Ihre Aufgaben
A) Führen Sie sämtliche Vorwürfe auf, die der Text über Jansa und die EU gegen Jansa nennt.
B) Führen Sie den Text über Jansa und die EU im Anschluss an seinen letzten Satz weiter.

Textabschnitt
= = = =

Der rechtsnationale Jansa steht unter anderem in der Kritik, weil er die Arbeit der neuen Europäischen Staatsanwaltschaft behindert, indem er die Entsendung zweier slowenischer Ankläger blockiert. Zudem werden ihm Angriffe gegen die Pressefreiheit und eine Unterstützung des ungarischen Gesetzes zur Einschränkung von Informationen über Homosexualität vorgeworfen.

EU-Kommissionspräsidentin Ursula von der Leyen mahnte Jansa am Donnerstag bei einem Besuch in Ljubljana mit deutlichen Worten, sich an rechtsstaatliche Standards zu halten. Vertrauen sei das wertvollste Kapital der EU, sagte sie. Dazu gehörten auch das Vertrauen in ein unabhängiges Justizsystem und in unabhängige und ausreichend finanzierte Medien sowie das Vertrauen darauf, dass die Rechtsstaatlichkeit und die europäischen Werte immer gewahrt blieben.

= = = =

Datensätze
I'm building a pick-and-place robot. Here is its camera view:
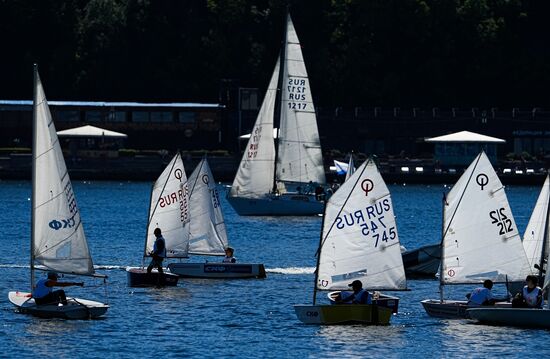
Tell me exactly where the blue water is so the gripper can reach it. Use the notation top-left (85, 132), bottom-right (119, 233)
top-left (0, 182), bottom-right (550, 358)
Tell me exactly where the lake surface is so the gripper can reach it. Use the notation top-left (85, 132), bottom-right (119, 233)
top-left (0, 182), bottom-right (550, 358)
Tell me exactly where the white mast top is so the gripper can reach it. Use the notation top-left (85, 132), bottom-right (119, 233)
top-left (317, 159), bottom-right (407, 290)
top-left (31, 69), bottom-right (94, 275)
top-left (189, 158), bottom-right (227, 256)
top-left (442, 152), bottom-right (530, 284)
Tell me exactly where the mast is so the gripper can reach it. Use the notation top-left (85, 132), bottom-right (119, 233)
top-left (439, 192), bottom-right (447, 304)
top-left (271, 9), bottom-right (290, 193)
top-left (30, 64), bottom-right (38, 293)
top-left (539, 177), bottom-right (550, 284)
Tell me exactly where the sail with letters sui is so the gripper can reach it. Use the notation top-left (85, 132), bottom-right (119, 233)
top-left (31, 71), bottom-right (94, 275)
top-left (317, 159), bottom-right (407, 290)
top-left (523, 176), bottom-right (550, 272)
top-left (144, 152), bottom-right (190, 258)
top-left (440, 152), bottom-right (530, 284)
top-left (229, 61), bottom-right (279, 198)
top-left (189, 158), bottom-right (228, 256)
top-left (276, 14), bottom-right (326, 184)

= = = =

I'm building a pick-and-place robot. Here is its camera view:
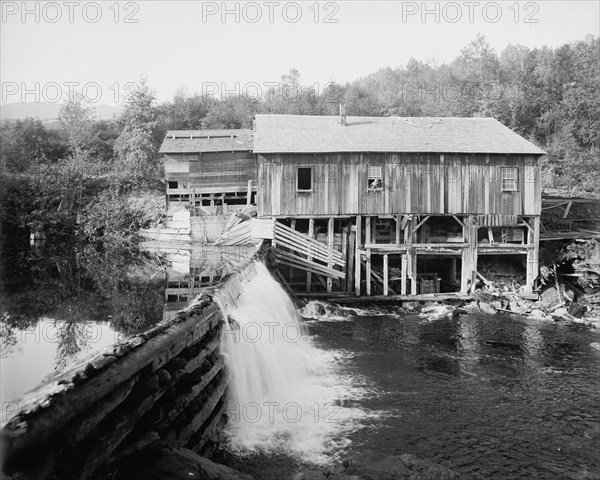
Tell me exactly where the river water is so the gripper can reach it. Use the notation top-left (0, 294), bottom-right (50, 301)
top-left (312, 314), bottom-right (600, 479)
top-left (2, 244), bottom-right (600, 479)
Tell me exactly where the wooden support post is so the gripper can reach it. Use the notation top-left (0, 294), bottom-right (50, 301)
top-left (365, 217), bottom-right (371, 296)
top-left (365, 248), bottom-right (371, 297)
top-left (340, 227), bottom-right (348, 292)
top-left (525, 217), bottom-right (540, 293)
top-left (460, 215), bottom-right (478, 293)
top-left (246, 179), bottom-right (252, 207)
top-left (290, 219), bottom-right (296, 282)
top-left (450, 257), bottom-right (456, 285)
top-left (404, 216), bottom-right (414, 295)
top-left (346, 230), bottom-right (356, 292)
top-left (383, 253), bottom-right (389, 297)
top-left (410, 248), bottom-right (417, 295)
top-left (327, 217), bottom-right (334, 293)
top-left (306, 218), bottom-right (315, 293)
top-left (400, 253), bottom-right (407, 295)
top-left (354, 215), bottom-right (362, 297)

= = = =

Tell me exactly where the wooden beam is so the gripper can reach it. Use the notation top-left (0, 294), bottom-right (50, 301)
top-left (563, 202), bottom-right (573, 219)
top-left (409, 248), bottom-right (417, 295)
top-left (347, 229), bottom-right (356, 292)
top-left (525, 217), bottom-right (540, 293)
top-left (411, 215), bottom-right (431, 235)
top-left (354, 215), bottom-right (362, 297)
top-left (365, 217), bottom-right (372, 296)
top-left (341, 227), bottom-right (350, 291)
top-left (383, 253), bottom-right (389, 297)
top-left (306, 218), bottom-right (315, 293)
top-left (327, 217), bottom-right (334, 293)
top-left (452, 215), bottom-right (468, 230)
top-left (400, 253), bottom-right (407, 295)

= = = =

Lösungen nach Aufgaben
A)
- Er behindert die Arbeit der neuen Europäischen Staatsanwaltschaft, indem er die Entsendung zweier slowenischer Ankläger blockiert.
- Er greift die Pressefreiheit an.
- Er unterstützt das ungarische Gesetz zur Einschränkung von Informationen über Homosexualität.

B)
Als kleines Land mit nur rund 2,1 Millionen Einwohnern hat Slowenien bei europäischen Entscheidungsprozessen normalerweise keinen besonders großen Einfluss. Als EU-Vorsitzland kommt ihm nun aber für eine halbes Jahr eine wichtige Vermittlerrolle bei Meinungsverschiedenheiten zwischen den EU-Staaten zu. Zudem kann es eigene politische Schwerpunkte setzen. Das an Italien, Österreich, Ungarn und Kroatien grenzende Land übernimmt die Funktion von Portugal. Es ist seit 2004 Mitglied der EU und auch der Nato.

Wegen der Behinderung der Europäischen Staatsanwaltschaft forderten Europapolitiker die EU-Kommission zum Start der Ratspräsidentschaft auf, ein neues EU-Sanktionsinstrument zu nutzen, um Zahlungen an Slowenien aus dem Gemeinschaftshaushalt auszusetzen. Die jüngsten Entwicklungen im Land erforderten ein sofortiges Handeln der EU, heißt es in einem Brief, der von den deutschen Grünen-Abgeordneten Daniel Freund, Franziska Brantner und Sergey Lagodinsky initiiert wurde.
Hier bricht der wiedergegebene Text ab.